▶ [Source excerpt]:

Judge: Gregory Keosian, Case: 18STCV07335, Date: 2022-08-31 Tentative Ruling



Case Number: 18STCV07335    Hearing Date: August 31, 2022    Dept: 61

Plaintiff Laurie McRae’s Motion for Attorney Fees, Costs, and Expenses is GRANTED in part. Plaintiff is awarded attorney fees for Strategic Legal Practices’ services in the amount of $50,425.00, and for California Consumer Attorneys’ services in the amount of $5,065.00. Plaintiff is awarded $6,058.75 in costs and expenses.

 

Plaintiff to provide notice.

 

I.                OBJECTIONS

Plaintiff objects to various portions of the declaration of Patrick J. Raue, wherein Raue identifies particular charges claimed by Plaintiff’s counsel and argues that they are excessive. These objections are OVERRULED.

 

II.             MOTION FOR ATTORNEY FEES

Parties to litigation must generally bear their own attorney’s fees, unless they otherwise agree. (Code Civ. Proc. § 1021.) However, the Song-Beverly Act provides for the award of attorneys’ fees to prevailing plaintiffs as follows:

If the buyer prevails in an action under this section, the buyer shall be allowed by the court to recover as part of the judgment a sum equal to the aggregate amount of costs and expenses, including attorney's fees based on actual time expended, determined by the court to have been reasonably incurred by the buyer in connection with the commencement and prosecution of such action.

(Civ. Code § 1794, subd. (d).)

“It is well established that the determination of what constitutes reasonable attorney fees is committed to the discretion of the trial court, whose decision cannot be reversed in the absence of an abuse of discretion.”  (Melnyk v. Robledo (1976) 64 Cal.App.3d 618, 623.)  In exercising its discretion, the court should consider a number of factors, including the nature of the litigation, its difficulty, the amount involved, the skill required in handling the matter, the attention given, the success or failure, and the resulting judgment.  (See id.) 

In determining the proper amount of fees to award, courts use the lodestar method.  The lodestar figure is calculated by multiplying the total number of reasonable hours expended by the reasonable hourly rate.  “Fundamental to its determination . . . [is] a careful compilation of the time spent and reasonable hourly compensation of each attorney . . . in the presentation of the case.”  (Serrano v. Priest (1977) 20 Cal.3d 25, 48 (Serrano III).)  A reasonable hourly rate must reflect the skill and experience of the attorney.  (Id. at p. 49.)  Prevailing parties are compensated for hours reasonably spent on fee-related issues.  A fee request that appears unreasonably inflated is a special circumstance permitting the trial court to reduce the award or deny one altogether.”  (Serrano v. Unruh (1982) 32 Cal.3d 621, 635 (Serrano IV).)  The Court in Serrano IV also stated that fees associated with preparing the motion to recover attorneys’ fees are recoverable.  (See id. at p. 624.)

▶ [Task input]:
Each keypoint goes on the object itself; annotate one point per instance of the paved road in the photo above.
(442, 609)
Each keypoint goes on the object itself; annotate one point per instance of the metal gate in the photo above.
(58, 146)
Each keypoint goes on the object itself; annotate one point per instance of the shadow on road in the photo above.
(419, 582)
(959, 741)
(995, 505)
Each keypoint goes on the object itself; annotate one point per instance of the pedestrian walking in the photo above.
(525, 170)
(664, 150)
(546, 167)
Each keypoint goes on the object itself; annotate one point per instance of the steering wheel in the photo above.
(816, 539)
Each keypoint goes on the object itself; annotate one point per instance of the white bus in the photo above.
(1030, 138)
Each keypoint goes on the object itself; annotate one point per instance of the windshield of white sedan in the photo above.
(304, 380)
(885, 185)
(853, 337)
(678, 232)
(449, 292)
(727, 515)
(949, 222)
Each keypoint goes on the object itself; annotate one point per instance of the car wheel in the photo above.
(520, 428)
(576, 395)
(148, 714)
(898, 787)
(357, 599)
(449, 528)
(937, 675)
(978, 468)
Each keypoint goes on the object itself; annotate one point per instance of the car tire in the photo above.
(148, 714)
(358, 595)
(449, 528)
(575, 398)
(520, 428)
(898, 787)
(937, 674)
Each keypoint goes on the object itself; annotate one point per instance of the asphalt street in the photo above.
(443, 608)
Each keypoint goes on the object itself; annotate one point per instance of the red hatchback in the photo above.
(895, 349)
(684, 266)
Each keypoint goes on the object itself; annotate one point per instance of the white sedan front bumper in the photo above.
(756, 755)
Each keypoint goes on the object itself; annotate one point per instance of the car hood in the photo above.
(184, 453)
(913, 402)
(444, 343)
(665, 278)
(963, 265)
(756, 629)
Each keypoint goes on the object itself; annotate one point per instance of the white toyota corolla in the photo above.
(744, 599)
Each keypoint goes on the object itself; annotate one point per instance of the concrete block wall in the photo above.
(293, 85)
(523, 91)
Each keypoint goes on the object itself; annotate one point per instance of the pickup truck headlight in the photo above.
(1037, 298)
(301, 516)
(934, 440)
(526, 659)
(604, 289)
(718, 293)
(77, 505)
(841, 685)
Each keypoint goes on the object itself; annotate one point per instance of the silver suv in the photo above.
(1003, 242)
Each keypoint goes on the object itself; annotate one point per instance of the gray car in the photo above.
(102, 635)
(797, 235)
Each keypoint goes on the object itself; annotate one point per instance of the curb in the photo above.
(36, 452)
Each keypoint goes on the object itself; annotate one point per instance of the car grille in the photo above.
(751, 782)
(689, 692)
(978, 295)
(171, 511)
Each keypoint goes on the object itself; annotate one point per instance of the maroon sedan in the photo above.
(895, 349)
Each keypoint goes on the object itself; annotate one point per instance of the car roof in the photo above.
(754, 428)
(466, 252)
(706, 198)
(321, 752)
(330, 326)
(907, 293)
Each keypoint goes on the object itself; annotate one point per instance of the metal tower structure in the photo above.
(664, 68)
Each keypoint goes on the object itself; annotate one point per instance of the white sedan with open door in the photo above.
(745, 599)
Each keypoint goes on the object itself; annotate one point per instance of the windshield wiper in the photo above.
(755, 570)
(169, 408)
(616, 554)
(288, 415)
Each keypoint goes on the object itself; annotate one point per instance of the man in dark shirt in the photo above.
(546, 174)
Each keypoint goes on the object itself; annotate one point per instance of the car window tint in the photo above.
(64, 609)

▶ [Parts of the exercise]:
- A) Reproduce the passage of the tentative ruling from "Case Number: 18STCV07335    Hearing" up to and including "objections are OVERRULED.".
- B) In the records, rewrite the lines from the one containing "maroon sedan in the photo above." through the end of the records, replacing "car roof" with "vehicle roof" and leaving everything else unchanged. Provide only those lines.

▶ [Final results]:
- A)
Case Number: 18STCV07335    Hearing Date: August 31, 2022    Dept: 61

Plaintiff Laurie McRae’s Motion for Attorney Fees, Costs, and Expenses is GRANTED in part. Plaintiff is awarded attorney fees for Strategic Legal Practices’ services in the amount of $50,425.00, and for California Consumer Attorneys’ services in the amount of $5,065.00. Plaintiff is awarded $6,058.75 in costs and expenses.

 

Plaintiff to provide notice.

 

I.                OBJECTIONS

Plaintiff objects to various portions of the declaration of Patrick J. Raue, wherein Raue identifies particular charges claimed by Plaintiff’s counsel and argues that they are excessive. These objections are OVERRULED.

- B)
Each keypoint goes on the object itself; annotate one point per instance of the maroon sedan in the photo above.
(895, 349)
Each keypoint goes on the object itself; annotate one point per instance of the vehicle roof in the photo above.
(754, 428)
(466, 252)
(706, 198)
(321, 752)
(330, 326)
(907, 293)
Each keypoint goes on the object itself; annotate one point per instance of the metal tower structure in the photo above.
(664, 68)
Each keypoint goes on the object itself; annotate one point per instance of the white sedan with open door in the photo above.
(745, 599)
Each keypoint goes on the object itself; annotate one point per instance of the windshield wiper in the photo above.
(755, 570)
(169, 408)
(616, 554)
(288, 415)
Each keypoint goes on the object itself; annotate one point per instance of the man in dark shirt in the photo above.
(546, 174)
Each keypoint goes on the object itself; annotate one point per instance of the car window tint in the photo above.
(64, 609)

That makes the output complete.